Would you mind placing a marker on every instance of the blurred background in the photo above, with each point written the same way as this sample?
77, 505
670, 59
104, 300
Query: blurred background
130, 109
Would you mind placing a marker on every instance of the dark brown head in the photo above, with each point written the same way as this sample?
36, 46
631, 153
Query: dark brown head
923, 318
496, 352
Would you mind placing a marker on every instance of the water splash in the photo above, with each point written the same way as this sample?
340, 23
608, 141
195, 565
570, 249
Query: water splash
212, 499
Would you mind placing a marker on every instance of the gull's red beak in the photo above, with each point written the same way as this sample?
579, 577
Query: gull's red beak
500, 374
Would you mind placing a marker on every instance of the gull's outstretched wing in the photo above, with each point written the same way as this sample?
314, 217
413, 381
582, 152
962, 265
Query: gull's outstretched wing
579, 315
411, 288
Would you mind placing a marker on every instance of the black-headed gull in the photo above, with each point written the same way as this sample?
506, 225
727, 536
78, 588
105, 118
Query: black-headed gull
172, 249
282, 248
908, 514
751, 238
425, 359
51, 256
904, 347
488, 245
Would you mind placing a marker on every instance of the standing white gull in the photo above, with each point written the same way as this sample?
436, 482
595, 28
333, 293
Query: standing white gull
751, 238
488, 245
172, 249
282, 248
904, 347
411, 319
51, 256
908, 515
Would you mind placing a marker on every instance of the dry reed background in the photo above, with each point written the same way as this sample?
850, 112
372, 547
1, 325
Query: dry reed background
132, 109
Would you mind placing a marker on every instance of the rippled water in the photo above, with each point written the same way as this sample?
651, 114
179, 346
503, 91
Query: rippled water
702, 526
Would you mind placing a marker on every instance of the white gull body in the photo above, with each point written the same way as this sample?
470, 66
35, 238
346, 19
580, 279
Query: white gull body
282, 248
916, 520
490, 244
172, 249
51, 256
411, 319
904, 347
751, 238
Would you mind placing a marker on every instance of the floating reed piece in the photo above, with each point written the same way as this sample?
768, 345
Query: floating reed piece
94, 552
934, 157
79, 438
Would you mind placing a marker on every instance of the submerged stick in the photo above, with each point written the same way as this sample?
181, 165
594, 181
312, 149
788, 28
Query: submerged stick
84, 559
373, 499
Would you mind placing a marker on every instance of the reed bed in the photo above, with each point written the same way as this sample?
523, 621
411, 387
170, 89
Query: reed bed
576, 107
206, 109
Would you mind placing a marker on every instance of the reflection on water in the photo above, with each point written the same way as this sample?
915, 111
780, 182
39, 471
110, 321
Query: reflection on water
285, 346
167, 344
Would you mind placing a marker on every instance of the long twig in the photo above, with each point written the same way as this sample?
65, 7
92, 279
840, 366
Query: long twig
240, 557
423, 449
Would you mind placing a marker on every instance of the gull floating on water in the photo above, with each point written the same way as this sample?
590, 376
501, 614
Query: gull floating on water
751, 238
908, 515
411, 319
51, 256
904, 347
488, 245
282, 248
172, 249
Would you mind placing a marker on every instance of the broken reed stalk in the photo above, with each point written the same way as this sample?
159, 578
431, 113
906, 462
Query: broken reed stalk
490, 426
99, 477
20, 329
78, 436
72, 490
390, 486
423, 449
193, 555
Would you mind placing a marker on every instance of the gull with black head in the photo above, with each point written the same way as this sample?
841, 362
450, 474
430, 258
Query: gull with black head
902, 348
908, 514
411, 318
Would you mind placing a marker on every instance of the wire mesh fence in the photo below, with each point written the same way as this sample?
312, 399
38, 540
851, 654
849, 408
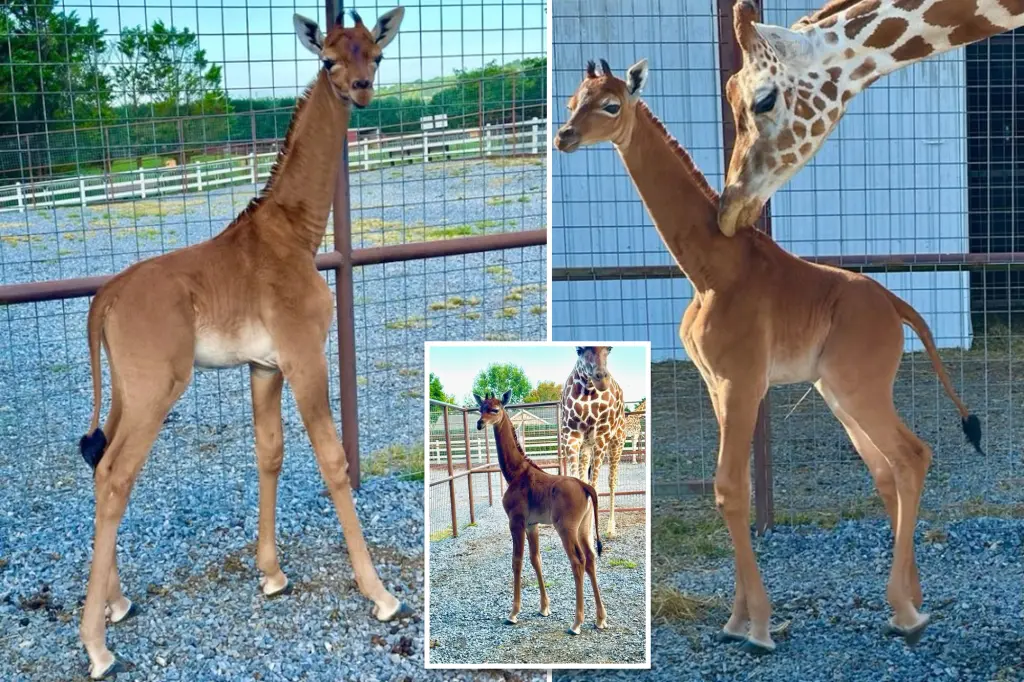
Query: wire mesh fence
107, 158
464, 477
918, 187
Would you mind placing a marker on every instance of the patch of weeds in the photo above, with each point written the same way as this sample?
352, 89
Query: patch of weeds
670, 606
438, 536
415, 322
406, 461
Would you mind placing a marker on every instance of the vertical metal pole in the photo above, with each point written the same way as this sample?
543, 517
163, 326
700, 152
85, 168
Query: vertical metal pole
486, 454
730, 60
469, 465
344, 292
448, 449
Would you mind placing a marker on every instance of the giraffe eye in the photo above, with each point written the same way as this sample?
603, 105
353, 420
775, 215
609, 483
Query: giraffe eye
766, 102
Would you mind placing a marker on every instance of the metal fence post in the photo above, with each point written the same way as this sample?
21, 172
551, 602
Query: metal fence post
730, 60
448, 450
469, 465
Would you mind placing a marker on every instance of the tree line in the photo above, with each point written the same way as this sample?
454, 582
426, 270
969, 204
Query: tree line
82, 96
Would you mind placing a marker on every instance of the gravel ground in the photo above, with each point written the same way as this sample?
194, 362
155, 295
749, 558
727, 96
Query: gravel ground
830, 584
187, 539
470, 597
816, 468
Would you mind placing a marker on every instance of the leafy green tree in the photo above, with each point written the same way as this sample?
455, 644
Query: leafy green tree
437, 390
499, 378
52, 75
545, 391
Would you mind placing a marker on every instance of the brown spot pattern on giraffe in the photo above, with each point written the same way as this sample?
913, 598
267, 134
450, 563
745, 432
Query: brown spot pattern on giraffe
915, 48
853, 27
887, 33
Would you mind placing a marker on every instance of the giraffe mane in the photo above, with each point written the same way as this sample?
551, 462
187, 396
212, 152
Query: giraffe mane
698, 177
830, 8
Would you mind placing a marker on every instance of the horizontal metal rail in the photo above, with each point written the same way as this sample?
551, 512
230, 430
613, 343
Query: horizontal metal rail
864, 263
78, 287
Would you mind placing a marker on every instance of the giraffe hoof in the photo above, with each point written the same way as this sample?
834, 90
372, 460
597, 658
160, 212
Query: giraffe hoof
725, 637
912, 635
283, 592
132, 611
117, 666
755, 649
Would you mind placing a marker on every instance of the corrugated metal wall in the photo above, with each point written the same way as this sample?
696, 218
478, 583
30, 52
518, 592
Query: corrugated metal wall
892, 179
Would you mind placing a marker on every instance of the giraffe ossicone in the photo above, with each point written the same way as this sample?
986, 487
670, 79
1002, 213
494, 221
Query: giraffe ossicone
796, 84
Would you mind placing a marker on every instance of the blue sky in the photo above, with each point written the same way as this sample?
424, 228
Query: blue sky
255, 39
458, 366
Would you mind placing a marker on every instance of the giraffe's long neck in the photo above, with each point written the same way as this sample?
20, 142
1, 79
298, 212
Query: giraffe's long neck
872, 38
511, 460
302, 186
682, 206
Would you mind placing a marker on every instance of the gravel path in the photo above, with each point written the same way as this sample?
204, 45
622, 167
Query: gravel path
830, 584
470, 597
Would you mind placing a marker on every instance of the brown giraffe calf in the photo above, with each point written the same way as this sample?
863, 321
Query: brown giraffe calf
761, 316
594, 420
536, 497
250, 295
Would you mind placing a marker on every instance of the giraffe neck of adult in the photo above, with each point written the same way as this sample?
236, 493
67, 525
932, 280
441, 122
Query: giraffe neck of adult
511, 459
682, 206
871, 39
304, 184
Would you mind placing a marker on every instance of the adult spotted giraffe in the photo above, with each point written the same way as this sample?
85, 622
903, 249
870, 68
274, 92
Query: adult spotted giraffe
796, 83
594, 420
249, 296
761, 316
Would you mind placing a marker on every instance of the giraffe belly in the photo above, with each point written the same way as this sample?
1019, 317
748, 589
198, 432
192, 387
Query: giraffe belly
251, 344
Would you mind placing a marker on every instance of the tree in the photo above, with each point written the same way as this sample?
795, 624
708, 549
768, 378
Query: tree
437, 390
499, 378
546, 391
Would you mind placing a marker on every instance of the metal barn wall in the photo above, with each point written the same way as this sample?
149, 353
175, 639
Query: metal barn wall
892, 179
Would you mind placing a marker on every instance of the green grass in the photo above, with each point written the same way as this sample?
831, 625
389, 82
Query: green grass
406, 461
438, 536
624, 563
415, 322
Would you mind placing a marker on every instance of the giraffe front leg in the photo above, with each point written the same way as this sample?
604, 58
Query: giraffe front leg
615, 455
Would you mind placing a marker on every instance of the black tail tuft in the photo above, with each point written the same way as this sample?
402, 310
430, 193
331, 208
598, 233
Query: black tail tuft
92, 446
972, 429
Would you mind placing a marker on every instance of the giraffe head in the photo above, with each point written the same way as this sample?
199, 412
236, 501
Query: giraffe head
603, 108
350, 55
492, 409
592, 364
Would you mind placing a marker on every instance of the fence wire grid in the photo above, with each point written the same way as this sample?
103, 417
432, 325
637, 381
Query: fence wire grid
928, 161
472, 482
107, 158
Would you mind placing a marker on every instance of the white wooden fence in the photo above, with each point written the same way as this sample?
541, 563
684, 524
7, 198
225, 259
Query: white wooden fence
495, 140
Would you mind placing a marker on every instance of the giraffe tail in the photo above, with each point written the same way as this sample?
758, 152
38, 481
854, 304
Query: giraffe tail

□ □ □ □ □

- **What is expected**:
Extract the lines above from the one containing "of the fence" to the last line, both included, exactly as written.

- **Exercise output**:
Would you mind placing a marker on every instance of the fence wire grid in the photo above, with each point written the same way as this sample?
103, 417
432, 325
637, 381
Query: fence wire grid
928, 161
472, 482
107, 158
Would you mind placing a marker on every instance of the white wooden fence in the photo above, with each point written the same way as this sample?
541, 563
684, 524
7, 198
225, 259
Query: white wooden fence
495, 140
Would you mind placing a marker on every instance of the giraffe tail in the photo above, with each point written the same way as this sample?
758, 152
38, 481
854, 304
Query: giraffe tail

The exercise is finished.